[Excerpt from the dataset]
"""

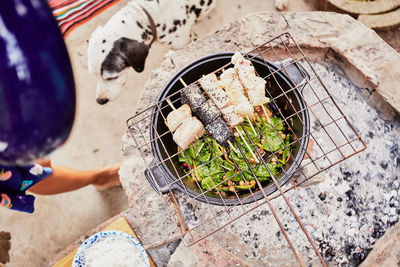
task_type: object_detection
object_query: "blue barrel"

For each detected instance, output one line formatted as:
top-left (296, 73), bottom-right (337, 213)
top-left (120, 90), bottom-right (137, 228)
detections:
top-left (0, 0), bottom-right (75, 164)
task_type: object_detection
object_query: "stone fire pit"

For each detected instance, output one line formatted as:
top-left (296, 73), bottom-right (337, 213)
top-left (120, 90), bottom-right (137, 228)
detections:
top-left (120, 12), bottom-right (400, 266)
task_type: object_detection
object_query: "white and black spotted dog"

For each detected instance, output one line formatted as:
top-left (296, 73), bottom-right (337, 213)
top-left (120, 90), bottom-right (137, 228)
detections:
top-left (88, 0), bottom-right (215, 105)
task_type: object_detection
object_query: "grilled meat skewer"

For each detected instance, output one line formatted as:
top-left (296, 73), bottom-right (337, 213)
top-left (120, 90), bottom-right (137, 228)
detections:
top-left (199, 73), bottom-right (230, 109)
top-left (231, 52), bottom-right (270, 106)
top-left (194, 99), bottom-right (221, 125)
top-left (221, 105), bottom-right (243, 128)
top-left (220, 68), bottom-right (254, 119)
top-left (172, 117), bottom-right (204, 150)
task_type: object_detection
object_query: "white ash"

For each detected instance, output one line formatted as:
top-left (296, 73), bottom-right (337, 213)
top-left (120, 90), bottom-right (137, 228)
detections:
top-left (175, 61), bottom-right (400, 266)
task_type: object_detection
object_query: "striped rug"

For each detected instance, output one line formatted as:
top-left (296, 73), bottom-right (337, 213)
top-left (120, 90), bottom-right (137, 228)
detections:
top-left (48, 0), bottom-right (120, 38)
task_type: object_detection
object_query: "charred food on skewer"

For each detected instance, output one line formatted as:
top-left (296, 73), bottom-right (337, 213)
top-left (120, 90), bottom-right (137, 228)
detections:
top-left (194, 99), bottom-right (221, 125)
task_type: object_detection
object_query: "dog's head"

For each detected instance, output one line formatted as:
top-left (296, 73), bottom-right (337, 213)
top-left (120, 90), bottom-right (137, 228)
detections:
top-left (88, 27), bottom-right (149, 105)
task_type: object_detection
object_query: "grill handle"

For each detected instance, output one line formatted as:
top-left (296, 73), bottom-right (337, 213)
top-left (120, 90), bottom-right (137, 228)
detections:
top-left (273, 59), bottom-right (310, 92)
top-left (144, 160), bottom-right (175, 195)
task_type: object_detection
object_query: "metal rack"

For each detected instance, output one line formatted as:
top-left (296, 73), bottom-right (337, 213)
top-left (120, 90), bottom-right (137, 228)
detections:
top-left (127, 33), bottom-right (366, 266)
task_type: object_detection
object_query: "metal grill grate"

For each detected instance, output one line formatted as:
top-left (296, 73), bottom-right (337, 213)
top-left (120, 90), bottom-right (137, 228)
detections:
top-left (127, 33), bottom-right (366, 265)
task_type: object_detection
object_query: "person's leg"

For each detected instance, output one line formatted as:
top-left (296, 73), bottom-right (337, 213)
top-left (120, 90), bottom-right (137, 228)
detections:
top-left (28, 162), bottom-right (119, 195)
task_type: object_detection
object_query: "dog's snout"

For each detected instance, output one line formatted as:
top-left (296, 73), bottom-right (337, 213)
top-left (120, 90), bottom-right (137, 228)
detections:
top-left (96, 98), bottom-right (108, 105)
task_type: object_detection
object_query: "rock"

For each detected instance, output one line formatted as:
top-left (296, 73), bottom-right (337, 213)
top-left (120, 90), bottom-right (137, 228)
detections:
top-left (360, 223), bottom-right (400, 267)
top-left (357, 7), bottom-right (400, 29)
top-left (119, 133), bottom-right (180, 248)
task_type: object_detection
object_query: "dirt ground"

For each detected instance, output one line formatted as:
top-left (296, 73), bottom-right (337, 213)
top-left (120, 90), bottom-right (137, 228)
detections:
top-left (0, 0), bottom-right (396, 267)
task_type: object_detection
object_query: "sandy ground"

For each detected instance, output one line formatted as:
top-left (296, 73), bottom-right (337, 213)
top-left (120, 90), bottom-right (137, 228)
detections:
top-left (0, 0), bottom-right (340, 267)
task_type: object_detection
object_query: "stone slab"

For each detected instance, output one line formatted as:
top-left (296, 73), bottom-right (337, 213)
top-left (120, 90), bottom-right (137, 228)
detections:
top-left (119, 133), bottom-right (181, 249)
top-left (168, 232), bottom-right (250, 267)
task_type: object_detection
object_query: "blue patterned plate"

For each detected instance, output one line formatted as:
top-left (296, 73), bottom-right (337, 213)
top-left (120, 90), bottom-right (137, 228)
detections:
top-left (71, 231), bottom-right (150, 267)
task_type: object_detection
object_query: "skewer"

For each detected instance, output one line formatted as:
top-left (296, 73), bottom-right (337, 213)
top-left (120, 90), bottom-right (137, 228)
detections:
top-left (179, 78), bottom-right (187, 87)
top-left (166, 98), bottom-right (176, 111)
top-left (261, 105), bottom-right (273, 126)
top-left (228, 140), bottom-right (240, 154)
top-left (235, 126), bottom-right (260, 163)
top-left (246, 114), bottom-right (257, 135)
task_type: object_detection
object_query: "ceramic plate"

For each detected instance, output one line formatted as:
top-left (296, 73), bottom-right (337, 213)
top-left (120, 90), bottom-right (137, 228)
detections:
top-left (71, 231), bottom-right (150, 267)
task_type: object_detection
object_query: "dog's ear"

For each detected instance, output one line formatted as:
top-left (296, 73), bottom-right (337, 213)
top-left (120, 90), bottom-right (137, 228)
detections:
top-left (120, 38), bottom-right (149, 72)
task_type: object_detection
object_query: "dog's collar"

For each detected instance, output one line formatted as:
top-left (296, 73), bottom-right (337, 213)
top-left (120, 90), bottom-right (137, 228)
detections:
top-left (140, 5), bottom-right (157, 47)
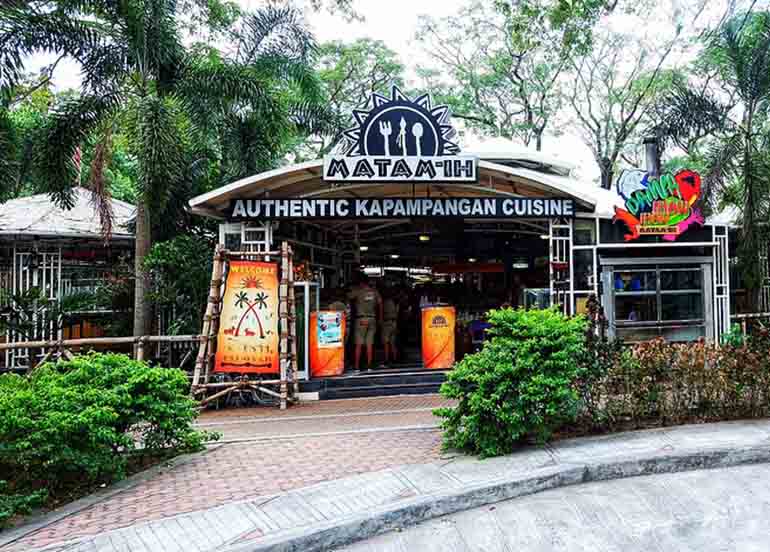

"""

**What the task asks**
Gather every line of the data above that contains the string "metal", treating uppercase and lowercase letters as different.

**Result of the exercise**
object_query: "metal rack"
object_query: "metal grill grate"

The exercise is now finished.